INSTRUCTIONS TO FOLLOW:
Find every line in the listing that contains the string "roof", matching case exactly, and copy each of those lines.

EXERCISE INPUT:
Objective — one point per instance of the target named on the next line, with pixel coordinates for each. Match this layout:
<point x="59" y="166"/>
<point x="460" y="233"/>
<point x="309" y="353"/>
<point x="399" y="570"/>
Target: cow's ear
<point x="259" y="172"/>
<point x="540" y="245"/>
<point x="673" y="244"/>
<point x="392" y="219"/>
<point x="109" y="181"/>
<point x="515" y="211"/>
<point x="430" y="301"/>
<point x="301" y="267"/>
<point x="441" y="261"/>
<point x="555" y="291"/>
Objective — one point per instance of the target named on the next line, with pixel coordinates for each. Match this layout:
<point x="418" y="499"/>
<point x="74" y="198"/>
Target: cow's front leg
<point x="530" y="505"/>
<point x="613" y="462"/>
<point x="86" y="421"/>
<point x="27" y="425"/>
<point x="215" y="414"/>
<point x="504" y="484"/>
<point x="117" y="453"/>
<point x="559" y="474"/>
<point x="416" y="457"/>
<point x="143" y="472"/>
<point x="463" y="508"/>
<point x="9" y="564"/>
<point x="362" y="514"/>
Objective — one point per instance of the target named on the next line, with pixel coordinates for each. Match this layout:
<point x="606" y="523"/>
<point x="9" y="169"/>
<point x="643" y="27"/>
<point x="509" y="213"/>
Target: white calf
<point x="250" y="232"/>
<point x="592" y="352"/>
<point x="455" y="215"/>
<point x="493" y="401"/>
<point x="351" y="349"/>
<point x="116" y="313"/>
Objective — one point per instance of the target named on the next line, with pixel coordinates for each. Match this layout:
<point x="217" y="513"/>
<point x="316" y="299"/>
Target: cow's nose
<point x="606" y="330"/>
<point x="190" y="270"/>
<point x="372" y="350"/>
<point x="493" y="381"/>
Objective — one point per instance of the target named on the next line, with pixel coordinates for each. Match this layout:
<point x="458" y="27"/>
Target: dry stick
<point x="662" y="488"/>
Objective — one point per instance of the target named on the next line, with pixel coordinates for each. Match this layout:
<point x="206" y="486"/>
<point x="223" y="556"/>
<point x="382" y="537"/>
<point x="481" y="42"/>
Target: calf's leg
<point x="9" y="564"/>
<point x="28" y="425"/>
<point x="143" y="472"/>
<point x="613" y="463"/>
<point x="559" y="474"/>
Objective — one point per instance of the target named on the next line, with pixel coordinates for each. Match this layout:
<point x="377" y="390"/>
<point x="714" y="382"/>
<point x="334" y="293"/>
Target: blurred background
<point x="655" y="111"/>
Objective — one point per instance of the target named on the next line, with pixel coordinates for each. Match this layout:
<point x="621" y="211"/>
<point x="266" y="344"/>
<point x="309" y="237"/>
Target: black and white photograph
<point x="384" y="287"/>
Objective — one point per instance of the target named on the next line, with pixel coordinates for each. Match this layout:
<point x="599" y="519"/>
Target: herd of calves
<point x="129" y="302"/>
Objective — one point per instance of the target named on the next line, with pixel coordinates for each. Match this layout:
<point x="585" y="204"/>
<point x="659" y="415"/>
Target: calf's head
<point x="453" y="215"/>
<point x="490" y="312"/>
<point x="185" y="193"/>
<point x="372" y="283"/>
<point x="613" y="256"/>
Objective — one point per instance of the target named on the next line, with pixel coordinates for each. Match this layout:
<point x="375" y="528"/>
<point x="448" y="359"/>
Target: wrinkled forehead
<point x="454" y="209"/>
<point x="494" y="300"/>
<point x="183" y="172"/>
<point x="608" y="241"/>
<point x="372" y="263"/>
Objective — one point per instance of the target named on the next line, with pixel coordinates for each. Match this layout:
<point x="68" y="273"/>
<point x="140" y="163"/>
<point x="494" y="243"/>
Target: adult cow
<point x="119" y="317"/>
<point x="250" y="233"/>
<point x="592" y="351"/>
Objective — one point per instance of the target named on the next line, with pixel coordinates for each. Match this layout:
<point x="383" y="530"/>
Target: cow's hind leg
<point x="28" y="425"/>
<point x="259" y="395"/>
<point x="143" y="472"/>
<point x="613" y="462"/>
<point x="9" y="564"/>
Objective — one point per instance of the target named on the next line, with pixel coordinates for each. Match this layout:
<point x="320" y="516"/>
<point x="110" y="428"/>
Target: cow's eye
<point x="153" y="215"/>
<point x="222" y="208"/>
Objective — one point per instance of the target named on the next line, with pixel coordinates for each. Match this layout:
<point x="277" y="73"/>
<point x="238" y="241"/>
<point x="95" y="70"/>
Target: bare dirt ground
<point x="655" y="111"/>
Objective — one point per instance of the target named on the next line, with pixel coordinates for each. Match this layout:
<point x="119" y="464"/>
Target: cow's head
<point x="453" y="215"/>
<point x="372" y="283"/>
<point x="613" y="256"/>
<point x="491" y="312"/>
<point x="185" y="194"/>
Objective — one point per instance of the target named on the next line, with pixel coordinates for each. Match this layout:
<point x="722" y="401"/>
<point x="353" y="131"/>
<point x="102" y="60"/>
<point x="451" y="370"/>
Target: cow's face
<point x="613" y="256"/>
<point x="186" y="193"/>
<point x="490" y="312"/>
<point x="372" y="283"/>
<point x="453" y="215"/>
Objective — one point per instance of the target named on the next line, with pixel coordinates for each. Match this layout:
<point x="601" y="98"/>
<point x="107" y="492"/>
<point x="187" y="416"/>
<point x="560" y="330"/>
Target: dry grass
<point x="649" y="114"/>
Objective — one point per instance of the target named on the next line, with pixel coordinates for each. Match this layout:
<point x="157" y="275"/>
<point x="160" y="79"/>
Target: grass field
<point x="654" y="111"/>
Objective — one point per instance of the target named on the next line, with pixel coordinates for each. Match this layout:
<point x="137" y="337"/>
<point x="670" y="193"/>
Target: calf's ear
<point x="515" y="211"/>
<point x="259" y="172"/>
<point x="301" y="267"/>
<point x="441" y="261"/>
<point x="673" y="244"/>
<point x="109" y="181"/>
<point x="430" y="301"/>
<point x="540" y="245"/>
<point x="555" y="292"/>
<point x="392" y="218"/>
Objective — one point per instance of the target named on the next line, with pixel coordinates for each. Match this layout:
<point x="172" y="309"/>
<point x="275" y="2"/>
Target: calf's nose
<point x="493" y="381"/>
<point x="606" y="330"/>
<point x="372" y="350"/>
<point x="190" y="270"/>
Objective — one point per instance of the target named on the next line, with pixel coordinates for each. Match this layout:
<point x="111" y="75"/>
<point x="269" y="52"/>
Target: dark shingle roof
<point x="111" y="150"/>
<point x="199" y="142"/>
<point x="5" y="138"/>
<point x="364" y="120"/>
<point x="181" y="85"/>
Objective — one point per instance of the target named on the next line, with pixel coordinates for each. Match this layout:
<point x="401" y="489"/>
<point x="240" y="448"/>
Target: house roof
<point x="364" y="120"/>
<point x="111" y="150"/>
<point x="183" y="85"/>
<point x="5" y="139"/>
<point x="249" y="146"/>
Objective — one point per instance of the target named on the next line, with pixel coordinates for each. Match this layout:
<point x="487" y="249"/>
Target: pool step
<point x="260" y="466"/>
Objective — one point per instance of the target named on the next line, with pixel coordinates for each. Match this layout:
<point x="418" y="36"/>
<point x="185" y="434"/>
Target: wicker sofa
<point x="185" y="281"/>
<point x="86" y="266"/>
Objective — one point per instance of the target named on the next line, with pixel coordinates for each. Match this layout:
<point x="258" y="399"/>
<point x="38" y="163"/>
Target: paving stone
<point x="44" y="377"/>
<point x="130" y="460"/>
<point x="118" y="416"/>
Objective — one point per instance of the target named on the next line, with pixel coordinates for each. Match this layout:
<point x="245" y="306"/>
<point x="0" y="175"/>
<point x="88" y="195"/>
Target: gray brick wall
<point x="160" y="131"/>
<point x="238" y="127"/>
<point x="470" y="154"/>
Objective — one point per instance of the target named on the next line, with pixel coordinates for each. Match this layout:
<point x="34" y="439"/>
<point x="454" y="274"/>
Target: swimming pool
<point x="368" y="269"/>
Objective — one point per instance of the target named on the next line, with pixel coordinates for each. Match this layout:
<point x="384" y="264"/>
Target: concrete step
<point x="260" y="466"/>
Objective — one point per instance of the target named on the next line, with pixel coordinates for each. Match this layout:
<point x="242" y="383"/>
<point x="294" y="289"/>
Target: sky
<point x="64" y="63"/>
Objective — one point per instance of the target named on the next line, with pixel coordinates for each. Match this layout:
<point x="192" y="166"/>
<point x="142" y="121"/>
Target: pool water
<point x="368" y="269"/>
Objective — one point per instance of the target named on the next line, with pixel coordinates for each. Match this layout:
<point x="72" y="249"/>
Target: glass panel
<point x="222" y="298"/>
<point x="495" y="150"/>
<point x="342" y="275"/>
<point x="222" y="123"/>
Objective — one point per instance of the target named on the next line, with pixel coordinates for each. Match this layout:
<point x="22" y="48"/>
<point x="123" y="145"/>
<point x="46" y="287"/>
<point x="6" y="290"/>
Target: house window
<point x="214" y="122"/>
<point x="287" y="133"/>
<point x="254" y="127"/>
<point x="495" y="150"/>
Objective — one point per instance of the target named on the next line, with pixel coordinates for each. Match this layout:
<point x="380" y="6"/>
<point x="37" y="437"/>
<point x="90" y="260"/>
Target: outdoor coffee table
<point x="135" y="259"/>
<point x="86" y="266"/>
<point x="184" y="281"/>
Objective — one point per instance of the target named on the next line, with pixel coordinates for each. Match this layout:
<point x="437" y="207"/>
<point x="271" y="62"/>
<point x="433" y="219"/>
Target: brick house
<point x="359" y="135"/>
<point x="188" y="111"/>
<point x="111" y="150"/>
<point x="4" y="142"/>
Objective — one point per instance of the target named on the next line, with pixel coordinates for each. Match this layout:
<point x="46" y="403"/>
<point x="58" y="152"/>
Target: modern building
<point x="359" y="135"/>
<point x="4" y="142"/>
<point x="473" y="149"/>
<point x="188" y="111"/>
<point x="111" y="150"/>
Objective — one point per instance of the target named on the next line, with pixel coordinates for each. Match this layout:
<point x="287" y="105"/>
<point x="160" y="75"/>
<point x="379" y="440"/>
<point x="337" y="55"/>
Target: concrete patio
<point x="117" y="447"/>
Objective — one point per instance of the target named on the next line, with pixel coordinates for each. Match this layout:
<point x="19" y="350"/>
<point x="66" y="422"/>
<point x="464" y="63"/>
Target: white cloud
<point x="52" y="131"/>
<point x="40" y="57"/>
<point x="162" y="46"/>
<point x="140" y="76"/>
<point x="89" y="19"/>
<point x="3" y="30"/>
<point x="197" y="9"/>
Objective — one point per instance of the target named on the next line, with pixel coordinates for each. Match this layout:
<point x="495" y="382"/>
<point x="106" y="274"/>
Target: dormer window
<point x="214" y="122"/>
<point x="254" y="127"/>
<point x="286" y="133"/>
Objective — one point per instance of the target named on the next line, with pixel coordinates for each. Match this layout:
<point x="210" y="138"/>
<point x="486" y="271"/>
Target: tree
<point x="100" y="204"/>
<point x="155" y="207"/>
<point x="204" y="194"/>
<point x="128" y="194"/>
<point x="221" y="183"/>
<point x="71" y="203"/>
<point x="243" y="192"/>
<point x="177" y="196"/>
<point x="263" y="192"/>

ANSWER TO THIS EXERCISE:
Target: dark shingle roof
Target: house roof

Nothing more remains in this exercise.